> [Data for processing]
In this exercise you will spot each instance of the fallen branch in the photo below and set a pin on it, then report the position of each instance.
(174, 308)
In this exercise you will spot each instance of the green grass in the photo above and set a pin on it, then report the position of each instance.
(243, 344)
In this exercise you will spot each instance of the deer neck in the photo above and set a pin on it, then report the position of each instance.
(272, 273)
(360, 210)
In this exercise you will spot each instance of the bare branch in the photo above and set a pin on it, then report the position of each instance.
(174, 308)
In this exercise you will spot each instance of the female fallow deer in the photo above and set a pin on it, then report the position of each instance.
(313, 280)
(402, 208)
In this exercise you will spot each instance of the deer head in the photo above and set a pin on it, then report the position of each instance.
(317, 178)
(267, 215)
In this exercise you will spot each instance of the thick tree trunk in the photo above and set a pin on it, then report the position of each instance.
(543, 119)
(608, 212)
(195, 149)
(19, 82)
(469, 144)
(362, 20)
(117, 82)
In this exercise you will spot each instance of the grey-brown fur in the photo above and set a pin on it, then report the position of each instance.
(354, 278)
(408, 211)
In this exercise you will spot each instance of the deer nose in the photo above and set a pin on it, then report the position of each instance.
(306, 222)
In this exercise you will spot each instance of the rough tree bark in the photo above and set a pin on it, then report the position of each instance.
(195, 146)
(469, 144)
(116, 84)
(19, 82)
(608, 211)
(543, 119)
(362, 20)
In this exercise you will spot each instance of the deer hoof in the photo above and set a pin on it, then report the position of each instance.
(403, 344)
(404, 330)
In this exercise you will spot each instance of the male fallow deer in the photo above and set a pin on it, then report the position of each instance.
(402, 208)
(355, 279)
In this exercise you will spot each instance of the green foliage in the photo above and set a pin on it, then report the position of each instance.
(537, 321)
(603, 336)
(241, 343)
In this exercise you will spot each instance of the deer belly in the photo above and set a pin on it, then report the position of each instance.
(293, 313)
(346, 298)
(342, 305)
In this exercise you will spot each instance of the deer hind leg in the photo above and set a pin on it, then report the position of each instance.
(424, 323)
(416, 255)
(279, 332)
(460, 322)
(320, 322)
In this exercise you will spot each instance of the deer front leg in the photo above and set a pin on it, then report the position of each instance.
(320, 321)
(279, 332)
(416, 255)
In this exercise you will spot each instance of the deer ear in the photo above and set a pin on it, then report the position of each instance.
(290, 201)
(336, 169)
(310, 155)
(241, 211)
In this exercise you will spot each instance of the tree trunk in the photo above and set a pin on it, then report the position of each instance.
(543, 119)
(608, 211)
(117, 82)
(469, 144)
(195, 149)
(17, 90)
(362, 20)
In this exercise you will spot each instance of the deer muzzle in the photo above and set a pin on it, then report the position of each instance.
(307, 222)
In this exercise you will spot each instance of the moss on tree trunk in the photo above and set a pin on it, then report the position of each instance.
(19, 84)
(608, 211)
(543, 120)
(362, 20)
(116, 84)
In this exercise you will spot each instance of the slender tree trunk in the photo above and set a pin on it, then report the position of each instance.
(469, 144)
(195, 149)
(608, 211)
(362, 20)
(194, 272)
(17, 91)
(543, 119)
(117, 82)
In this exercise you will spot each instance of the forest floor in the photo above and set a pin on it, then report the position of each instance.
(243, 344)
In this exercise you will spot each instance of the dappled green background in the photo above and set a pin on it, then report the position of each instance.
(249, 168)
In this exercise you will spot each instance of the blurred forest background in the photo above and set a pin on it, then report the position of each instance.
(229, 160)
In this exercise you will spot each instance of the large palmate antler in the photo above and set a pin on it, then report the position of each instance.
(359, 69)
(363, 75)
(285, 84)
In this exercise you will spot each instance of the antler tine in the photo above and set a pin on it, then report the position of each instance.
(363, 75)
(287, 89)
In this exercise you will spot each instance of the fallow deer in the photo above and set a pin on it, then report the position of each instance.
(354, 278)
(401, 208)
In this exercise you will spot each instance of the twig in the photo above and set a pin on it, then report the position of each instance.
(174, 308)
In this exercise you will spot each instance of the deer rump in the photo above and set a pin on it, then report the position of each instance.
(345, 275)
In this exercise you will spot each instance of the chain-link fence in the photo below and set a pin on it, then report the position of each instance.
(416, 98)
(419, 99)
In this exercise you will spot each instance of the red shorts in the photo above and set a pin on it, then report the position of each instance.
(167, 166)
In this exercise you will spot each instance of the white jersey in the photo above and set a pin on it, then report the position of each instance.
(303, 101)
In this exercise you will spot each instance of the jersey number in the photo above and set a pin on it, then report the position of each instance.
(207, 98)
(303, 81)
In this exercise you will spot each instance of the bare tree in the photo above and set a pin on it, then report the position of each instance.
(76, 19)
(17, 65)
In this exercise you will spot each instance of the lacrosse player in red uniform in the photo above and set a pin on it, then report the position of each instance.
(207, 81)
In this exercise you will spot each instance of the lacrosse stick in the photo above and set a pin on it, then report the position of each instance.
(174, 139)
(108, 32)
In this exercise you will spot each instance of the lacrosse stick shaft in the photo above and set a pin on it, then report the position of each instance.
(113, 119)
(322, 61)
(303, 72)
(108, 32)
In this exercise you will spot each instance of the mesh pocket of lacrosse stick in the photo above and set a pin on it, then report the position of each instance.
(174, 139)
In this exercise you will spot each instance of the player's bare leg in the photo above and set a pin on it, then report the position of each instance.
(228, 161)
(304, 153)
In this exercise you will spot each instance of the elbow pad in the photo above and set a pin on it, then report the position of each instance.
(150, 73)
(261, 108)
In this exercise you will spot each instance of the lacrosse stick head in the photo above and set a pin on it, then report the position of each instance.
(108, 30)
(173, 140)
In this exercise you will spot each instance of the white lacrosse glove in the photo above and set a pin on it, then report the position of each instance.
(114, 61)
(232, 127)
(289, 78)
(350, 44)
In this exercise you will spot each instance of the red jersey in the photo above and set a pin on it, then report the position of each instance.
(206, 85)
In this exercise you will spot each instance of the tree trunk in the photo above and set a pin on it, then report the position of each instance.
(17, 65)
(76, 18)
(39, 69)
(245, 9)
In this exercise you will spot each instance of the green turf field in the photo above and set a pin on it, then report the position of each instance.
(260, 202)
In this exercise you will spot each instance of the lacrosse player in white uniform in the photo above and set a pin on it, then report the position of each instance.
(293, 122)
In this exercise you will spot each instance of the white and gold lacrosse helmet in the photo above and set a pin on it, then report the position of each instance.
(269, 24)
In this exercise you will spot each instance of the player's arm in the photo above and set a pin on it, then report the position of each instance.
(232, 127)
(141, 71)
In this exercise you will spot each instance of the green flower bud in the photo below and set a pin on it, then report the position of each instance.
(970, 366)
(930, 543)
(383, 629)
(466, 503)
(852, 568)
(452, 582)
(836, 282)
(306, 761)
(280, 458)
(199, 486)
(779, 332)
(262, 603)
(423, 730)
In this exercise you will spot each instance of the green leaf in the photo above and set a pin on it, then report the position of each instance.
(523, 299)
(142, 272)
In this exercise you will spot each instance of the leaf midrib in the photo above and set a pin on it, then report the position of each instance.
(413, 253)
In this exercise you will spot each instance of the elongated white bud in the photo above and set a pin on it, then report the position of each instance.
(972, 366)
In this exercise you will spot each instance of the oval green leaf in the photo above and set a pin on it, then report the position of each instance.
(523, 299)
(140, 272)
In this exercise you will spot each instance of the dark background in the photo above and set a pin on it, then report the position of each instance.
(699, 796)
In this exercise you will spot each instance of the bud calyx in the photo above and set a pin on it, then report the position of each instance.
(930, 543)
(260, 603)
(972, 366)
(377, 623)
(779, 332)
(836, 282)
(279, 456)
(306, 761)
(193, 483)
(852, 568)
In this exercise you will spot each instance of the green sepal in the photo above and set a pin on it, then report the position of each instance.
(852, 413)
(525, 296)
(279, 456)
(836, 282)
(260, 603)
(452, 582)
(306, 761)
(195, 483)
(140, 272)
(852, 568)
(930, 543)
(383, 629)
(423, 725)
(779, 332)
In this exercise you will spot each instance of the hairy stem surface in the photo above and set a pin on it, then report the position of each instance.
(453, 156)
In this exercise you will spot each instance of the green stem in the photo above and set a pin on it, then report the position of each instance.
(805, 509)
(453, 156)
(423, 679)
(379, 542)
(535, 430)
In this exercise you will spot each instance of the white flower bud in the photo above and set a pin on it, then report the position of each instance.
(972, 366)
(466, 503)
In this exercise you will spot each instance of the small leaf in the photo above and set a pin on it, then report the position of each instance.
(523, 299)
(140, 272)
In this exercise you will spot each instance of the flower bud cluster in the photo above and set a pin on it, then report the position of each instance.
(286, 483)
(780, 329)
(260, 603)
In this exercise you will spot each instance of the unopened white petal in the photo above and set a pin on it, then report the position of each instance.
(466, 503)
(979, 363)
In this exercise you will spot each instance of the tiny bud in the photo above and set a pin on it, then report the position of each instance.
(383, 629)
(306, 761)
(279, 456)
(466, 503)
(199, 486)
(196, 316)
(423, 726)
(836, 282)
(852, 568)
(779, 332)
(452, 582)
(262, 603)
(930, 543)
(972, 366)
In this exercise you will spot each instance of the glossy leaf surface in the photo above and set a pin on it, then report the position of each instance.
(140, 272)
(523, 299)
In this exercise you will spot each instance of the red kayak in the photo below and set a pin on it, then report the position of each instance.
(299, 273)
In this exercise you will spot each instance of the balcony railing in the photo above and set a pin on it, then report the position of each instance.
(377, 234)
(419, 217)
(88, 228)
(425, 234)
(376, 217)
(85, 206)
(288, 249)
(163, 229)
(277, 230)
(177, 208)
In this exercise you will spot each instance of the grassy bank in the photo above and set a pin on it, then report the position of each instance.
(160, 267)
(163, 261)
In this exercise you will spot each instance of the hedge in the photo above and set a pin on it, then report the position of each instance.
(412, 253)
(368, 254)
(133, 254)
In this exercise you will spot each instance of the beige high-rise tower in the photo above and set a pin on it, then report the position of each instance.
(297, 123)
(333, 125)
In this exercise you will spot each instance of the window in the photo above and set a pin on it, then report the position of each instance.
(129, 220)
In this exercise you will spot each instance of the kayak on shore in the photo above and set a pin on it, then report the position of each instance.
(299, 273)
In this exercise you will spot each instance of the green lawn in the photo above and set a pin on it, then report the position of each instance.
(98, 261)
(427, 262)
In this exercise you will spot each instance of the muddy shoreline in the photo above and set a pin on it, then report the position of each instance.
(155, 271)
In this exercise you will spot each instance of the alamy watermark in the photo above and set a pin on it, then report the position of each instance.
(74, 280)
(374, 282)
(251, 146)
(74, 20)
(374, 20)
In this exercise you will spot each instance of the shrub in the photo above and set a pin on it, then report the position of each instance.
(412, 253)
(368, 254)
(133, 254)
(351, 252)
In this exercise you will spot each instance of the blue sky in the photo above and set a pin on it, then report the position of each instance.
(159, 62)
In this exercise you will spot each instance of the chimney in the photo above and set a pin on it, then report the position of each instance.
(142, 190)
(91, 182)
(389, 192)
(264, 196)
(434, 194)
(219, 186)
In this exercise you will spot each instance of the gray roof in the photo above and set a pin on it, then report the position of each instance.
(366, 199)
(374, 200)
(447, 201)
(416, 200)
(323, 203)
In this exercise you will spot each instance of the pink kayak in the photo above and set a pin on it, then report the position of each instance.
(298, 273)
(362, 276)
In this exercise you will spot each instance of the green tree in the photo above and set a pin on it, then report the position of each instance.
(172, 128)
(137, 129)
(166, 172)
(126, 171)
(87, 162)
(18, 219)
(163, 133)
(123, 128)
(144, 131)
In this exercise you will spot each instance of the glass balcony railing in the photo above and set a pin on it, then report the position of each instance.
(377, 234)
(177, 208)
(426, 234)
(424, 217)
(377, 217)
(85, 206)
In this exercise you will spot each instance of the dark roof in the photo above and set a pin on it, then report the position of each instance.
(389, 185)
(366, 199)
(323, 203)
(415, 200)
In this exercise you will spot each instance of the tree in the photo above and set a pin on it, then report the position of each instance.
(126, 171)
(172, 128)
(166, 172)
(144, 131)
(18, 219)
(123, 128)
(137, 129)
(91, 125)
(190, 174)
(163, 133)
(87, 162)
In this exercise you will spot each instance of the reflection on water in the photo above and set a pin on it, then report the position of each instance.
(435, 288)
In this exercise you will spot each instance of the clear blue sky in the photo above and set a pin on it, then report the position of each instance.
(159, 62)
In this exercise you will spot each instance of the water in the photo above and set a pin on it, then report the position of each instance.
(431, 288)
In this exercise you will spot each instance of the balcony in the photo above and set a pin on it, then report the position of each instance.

> [Instructions to follow] Copy exactly, and only, the lines from the one containing "the dark roof" through the last line of the listing.

> [Task answer]
In this exercise you will spot each instance of the dark roof in the photo above and set a pin on it, then report the position of each instance.
(389, 185)
(366, 199)
(323, 203)
(415, 200)
In this exercise you will spot each instance of the tree in the photo above and set a pin on it, then report the position of each instance.
(126, 171)
(172, 128)
(166, 172)
(144, 131)
(18, 219)
(123, 128)
(137, 129)
(91, 125)
(190, 174)
(163, 133)
(87, 162)
In this exercise you will spot each instance of the reflection on water in the photo above and set a pin on it, then report the position of each instance.
(435, 288)
In this exercise you will spot each instance of the clear blue sky in the photo above and set a pin on it, then report the position of each instance.
(159, 62)
In this exercise you will spot each instance of the water in the photo above and set a pin on it, then report the position of each instance.
(431, 288)
In this exercise you will spot each instance of the balcony in the photo above and set a pin on it, then report the position of each instance.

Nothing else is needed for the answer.